REQUIREMENT:
Go to the line that contains "Put a marker on each instance of the red stole" and transcribe from there to the end of the entries, that line and the last one included.
##### DATA SECTION
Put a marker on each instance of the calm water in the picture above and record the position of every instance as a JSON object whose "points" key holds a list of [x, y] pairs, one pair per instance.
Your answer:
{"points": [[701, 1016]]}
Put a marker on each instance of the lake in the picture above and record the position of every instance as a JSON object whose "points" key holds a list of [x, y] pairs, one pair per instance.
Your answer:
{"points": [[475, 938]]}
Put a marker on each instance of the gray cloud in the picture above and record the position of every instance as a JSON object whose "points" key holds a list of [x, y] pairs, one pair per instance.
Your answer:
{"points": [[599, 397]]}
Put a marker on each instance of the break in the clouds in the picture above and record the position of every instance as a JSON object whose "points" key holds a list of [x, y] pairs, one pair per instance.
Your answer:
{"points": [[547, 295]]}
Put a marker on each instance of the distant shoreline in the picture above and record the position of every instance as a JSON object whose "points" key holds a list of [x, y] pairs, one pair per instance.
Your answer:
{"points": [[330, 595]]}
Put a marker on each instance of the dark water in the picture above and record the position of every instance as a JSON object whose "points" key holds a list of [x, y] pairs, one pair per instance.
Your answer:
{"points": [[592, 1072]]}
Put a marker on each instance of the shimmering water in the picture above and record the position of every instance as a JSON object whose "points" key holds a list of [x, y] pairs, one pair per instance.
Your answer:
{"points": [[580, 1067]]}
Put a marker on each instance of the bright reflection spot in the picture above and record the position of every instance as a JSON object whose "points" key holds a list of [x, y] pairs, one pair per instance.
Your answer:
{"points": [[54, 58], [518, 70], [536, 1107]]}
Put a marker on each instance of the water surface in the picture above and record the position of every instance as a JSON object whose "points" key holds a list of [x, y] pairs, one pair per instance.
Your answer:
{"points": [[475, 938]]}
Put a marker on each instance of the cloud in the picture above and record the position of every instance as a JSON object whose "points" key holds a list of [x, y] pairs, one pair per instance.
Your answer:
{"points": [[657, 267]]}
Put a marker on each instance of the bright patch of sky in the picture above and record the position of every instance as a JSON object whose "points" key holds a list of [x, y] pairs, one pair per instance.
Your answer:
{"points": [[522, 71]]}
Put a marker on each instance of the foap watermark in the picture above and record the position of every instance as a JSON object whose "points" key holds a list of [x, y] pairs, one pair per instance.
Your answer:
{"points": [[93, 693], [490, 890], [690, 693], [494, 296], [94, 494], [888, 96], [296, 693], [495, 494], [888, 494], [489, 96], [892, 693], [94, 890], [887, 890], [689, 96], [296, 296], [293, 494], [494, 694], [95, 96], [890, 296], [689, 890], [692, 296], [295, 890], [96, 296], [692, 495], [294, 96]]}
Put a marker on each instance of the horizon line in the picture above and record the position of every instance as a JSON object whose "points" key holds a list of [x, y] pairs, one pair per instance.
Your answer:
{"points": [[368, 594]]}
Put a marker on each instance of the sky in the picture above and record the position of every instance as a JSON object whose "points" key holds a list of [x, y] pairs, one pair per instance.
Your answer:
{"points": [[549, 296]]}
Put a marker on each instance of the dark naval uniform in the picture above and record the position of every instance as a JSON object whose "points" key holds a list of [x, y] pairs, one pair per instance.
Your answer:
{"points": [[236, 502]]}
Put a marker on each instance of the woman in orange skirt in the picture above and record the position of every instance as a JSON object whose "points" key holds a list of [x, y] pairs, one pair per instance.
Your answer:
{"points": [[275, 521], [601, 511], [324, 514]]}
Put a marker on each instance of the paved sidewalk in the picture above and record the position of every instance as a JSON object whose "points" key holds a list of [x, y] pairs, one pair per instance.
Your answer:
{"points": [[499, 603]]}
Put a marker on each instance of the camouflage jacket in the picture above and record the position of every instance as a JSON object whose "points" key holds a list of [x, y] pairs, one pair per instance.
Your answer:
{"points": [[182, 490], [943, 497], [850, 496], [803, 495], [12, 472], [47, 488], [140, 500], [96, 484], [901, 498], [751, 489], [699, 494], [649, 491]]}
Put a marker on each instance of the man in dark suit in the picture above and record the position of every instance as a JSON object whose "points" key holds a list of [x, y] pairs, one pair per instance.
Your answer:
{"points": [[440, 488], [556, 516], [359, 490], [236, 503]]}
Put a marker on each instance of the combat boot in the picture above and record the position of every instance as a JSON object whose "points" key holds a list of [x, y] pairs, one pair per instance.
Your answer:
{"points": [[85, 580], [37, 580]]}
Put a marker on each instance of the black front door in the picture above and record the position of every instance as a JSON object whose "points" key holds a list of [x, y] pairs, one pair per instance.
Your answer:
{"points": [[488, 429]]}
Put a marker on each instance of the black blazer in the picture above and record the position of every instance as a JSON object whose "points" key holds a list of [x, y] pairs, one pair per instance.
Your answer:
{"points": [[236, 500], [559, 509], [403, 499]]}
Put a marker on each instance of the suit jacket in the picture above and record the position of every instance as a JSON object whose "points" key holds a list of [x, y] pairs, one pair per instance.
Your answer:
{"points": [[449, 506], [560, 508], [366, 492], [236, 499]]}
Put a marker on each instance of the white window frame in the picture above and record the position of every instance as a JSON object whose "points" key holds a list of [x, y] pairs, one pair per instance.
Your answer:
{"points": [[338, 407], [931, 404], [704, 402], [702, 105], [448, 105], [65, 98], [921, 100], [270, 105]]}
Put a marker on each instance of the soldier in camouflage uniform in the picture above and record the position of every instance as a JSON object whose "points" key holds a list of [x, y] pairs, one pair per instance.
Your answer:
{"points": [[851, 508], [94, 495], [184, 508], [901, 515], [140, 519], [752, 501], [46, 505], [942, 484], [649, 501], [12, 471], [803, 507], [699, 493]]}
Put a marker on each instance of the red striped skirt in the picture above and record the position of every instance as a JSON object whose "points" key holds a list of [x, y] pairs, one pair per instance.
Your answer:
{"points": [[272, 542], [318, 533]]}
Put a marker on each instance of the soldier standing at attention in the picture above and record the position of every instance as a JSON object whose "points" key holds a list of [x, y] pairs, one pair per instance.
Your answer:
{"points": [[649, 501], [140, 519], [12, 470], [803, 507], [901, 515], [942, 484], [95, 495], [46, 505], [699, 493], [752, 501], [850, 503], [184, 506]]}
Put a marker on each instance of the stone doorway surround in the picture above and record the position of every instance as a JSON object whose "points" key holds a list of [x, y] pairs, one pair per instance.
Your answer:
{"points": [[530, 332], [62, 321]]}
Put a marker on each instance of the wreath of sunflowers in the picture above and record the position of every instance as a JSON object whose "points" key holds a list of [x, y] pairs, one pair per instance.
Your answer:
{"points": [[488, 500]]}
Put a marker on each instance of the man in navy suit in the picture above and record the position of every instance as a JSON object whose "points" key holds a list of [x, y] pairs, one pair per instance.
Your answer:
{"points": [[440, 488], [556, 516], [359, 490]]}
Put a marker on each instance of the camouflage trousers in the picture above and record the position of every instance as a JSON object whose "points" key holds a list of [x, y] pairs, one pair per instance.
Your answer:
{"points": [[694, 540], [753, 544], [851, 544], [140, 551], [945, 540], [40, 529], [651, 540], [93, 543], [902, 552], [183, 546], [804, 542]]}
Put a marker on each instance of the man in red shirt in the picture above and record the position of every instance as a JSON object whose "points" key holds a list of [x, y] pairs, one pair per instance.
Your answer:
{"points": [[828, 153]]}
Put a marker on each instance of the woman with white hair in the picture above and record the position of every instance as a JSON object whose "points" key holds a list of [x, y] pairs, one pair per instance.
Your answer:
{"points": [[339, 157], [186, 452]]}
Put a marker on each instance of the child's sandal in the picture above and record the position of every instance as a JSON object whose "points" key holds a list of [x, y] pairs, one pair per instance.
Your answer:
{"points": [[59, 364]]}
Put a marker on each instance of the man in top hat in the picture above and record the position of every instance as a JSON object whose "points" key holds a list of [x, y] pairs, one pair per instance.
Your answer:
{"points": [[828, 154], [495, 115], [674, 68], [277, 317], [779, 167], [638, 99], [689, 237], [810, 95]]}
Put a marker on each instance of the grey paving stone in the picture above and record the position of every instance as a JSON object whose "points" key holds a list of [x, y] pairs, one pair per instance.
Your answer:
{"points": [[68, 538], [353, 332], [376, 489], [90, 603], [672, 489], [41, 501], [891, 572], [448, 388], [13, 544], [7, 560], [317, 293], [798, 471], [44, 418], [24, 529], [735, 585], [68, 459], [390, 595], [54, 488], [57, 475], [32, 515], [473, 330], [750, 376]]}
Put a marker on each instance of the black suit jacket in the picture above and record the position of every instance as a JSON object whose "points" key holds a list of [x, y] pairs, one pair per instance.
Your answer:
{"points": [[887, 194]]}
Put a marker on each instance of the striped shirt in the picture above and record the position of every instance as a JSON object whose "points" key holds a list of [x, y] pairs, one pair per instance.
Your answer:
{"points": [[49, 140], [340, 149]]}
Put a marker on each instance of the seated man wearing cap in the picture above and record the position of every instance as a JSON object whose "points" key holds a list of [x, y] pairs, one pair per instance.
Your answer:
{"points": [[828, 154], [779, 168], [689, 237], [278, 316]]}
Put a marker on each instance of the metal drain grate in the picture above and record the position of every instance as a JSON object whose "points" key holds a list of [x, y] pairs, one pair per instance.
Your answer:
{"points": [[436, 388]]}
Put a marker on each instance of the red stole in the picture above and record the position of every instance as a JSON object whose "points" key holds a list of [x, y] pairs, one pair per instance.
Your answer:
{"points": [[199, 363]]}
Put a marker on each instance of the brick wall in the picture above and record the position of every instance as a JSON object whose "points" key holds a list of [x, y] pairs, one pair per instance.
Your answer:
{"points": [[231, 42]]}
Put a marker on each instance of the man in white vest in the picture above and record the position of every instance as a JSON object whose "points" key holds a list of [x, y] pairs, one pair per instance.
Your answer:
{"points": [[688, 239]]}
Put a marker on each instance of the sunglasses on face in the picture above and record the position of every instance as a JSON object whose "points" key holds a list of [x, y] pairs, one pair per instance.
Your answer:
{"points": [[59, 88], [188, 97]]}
##########
ANSWER TO THIS TASK:
Put a marker on each instance of the red stole in the picture above and record the position of every instance as a JSON object whose "points" key holds a list of [x, y] pairs, one pair per instance.
Your answer:
{"points": [[199, 363]]}
Put a marker on each instance of the brick wall in the picture above and record the position of every instance as a JSON object whose "points" key holds a list of [x, y] pairs, one pair per instance.
Your answer:
{"points": [[231, 42]]}
Put a marker on each instance of the man in white vest in the picture above and record the position of every instance as a JSON object whose "points" key holds a list of [x, y] pairs, one pair per instance.
Your answer:
{"points": [[688, 239]]}
Put a marker on each instance of the sunglasses on face in the picture above and record the position of every instance as a JSON object whose "points" key holds a list of [x, y] pairs, one pair per instance.
Your answer:
{"points": [[59, 88], [188, 97]]}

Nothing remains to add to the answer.